ВАША ЗАДАЧА:
Покажите каждую строку записей, где встречается слово «image». Регистр букв учитывается.

%%

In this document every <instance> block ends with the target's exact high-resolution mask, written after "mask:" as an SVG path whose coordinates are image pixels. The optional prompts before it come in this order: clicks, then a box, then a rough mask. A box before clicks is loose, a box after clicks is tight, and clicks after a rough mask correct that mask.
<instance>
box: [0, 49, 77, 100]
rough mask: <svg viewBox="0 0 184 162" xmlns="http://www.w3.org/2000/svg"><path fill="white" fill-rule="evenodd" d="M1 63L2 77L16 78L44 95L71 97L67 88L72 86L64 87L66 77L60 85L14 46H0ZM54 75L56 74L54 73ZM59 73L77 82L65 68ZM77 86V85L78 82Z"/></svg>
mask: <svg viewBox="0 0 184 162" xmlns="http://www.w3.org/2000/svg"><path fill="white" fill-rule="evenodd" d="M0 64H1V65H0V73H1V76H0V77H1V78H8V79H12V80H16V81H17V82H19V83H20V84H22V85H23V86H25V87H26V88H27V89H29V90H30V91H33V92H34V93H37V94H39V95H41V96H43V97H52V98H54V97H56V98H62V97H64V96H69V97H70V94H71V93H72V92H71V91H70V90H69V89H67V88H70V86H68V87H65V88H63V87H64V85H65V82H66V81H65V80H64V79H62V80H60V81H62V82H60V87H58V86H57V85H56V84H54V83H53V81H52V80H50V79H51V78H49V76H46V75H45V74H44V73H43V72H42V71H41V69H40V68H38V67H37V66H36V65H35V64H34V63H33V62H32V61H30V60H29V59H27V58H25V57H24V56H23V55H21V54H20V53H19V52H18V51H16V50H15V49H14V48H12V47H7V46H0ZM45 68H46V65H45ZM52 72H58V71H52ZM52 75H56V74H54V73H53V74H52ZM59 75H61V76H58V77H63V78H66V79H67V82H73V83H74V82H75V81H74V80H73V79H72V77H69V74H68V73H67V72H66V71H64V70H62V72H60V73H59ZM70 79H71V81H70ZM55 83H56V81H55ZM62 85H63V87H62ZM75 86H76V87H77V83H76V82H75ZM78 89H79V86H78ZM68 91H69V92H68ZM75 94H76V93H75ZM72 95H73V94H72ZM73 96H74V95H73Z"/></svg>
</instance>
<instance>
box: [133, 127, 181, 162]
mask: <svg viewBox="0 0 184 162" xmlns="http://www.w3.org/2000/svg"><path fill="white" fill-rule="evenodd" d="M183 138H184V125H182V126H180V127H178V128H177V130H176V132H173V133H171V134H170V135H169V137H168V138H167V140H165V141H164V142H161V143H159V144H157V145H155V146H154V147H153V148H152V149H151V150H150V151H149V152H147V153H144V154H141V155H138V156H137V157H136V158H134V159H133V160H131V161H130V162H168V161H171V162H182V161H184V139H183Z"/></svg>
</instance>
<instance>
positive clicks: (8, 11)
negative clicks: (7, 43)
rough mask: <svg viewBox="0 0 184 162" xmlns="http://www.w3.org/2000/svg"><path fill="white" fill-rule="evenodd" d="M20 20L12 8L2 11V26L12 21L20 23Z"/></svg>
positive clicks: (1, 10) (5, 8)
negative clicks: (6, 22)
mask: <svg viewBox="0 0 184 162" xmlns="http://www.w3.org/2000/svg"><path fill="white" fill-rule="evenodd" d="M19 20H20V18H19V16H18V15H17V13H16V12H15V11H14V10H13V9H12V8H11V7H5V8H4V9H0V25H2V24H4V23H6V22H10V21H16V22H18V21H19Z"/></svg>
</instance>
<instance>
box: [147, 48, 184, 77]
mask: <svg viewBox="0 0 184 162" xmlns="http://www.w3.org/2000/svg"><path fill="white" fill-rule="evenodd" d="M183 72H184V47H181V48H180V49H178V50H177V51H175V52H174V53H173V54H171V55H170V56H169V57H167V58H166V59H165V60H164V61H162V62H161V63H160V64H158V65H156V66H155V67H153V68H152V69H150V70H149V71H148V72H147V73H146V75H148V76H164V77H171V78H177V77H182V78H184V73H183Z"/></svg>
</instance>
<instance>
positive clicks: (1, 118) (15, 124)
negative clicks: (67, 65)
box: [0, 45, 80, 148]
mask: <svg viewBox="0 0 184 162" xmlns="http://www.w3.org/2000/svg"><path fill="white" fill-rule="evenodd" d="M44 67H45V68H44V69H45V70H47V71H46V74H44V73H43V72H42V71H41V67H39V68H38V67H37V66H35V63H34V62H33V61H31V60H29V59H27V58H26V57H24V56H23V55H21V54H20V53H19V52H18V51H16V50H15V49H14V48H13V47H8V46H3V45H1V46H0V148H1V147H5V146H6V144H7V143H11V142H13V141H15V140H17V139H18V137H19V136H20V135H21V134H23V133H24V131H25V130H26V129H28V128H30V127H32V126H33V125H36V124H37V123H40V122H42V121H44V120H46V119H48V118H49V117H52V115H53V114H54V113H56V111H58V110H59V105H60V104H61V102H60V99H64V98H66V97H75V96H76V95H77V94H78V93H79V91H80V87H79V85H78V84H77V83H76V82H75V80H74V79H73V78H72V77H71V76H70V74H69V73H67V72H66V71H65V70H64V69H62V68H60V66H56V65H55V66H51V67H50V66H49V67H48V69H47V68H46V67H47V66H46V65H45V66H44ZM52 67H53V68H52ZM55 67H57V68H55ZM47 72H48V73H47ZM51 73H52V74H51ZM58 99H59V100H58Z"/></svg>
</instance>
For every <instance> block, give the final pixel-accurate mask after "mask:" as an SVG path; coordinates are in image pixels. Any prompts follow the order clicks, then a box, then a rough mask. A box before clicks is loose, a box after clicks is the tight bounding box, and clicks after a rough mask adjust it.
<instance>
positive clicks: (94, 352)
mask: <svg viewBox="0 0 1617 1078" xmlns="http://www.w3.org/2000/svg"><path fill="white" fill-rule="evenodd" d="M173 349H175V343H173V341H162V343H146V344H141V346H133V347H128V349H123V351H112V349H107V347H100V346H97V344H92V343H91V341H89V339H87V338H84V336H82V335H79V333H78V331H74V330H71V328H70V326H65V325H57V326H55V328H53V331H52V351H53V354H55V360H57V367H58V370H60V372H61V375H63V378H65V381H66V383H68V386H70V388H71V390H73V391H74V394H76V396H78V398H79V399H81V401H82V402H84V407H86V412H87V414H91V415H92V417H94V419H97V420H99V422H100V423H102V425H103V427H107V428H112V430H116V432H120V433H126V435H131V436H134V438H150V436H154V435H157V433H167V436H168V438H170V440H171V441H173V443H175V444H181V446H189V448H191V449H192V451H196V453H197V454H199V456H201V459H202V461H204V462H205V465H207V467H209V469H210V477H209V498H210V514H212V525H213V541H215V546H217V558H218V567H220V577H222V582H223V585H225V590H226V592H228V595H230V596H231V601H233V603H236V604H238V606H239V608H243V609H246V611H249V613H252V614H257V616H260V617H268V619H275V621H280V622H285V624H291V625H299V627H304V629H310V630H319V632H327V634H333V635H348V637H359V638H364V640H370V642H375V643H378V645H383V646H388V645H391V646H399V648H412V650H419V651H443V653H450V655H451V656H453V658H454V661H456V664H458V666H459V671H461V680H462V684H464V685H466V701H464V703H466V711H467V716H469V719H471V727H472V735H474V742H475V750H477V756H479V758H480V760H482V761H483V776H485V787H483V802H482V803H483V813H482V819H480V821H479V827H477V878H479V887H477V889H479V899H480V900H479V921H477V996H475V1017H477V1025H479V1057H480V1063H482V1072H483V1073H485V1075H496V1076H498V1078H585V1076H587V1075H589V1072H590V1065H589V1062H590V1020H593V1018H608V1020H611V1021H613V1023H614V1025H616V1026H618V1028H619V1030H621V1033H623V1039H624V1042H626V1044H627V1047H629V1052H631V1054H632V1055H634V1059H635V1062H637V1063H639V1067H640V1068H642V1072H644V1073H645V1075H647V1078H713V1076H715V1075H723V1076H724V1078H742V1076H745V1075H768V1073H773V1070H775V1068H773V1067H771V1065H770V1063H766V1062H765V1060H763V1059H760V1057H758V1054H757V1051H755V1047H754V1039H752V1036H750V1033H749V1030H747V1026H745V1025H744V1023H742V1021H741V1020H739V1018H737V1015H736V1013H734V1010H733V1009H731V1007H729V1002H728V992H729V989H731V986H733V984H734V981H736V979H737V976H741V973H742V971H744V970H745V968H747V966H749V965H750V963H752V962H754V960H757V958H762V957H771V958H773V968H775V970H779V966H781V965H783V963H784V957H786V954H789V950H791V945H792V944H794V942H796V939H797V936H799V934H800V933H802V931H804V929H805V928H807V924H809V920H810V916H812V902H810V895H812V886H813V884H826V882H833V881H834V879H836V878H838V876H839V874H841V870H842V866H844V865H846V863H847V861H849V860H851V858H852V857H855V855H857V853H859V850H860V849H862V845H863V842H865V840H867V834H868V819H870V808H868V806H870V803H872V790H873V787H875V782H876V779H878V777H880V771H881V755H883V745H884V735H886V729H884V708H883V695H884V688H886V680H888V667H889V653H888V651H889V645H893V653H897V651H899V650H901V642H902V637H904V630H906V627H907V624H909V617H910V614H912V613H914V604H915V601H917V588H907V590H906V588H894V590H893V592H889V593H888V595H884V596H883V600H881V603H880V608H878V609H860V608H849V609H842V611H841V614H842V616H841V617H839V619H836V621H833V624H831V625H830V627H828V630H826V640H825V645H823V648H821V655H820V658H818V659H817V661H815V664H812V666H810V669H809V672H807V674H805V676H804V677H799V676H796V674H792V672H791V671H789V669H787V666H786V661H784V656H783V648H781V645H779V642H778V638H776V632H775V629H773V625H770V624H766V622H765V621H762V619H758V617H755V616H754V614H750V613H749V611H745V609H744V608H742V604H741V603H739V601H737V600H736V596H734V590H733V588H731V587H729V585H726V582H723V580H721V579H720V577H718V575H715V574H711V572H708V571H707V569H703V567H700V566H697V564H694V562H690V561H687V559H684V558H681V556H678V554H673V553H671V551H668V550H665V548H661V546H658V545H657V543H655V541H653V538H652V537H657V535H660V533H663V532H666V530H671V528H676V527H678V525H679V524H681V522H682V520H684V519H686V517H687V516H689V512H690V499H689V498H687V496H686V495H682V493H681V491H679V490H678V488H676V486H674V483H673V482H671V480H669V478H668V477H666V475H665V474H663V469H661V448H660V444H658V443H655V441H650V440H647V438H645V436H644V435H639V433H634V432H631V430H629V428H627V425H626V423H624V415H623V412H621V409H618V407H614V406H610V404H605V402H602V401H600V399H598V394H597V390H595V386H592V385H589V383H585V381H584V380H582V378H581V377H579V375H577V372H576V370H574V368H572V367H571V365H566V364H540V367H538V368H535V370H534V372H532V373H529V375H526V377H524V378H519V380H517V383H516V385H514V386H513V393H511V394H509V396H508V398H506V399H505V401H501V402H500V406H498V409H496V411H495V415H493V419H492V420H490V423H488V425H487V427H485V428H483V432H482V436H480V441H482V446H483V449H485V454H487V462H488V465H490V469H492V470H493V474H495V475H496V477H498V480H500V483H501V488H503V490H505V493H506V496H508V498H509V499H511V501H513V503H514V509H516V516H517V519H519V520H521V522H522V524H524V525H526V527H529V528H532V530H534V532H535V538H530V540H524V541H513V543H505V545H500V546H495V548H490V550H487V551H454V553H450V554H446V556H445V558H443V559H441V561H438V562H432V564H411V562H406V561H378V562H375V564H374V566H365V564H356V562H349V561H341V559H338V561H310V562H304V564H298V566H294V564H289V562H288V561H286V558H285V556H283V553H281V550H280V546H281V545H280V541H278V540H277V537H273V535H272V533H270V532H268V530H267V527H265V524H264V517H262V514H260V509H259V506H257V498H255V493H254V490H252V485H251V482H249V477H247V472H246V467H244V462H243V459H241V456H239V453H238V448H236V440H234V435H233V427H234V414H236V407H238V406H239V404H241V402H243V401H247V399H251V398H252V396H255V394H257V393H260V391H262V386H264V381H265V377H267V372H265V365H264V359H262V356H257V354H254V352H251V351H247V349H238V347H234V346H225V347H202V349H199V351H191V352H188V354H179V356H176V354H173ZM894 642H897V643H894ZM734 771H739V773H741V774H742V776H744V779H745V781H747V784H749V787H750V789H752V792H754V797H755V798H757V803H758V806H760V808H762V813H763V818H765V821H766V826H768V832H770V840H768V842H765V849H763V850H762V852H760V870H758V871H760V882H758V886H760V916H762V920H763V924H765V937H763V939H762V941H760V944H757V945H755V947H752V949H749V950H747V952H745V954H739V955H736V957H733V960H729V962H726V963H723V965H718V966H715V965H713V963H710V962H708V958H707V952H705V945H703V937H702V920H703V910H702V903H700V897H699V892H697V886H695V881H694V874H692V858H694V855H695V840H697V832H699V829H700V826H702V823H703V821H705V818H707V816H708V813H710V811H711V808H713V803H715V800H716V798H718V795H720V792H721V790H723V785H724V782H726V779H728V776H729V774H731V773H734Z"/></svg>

%%

ПОЛЕ ОТВЕТА:
In this document every <instance> block ends with the target's exact high-resolution mask, written after "mask:" as an SVG path whose coordinates are image pixels. The optional prompts before it come in this order: clicks, then a box, then a rough mask. A box before clicks is loose, a box after clicks is tight, and clicks after a rough mask correct that mask.
For every <instance> block, give the final pixel-accurate mask after "mask:" as an SVG path; coordinates are in image pixels. Any prompts follow the order clicks, then a box, then a rough mask. A box before clicks is loose, a box after clicks is the tight bounding box, and clicks after a rough mask adjust it.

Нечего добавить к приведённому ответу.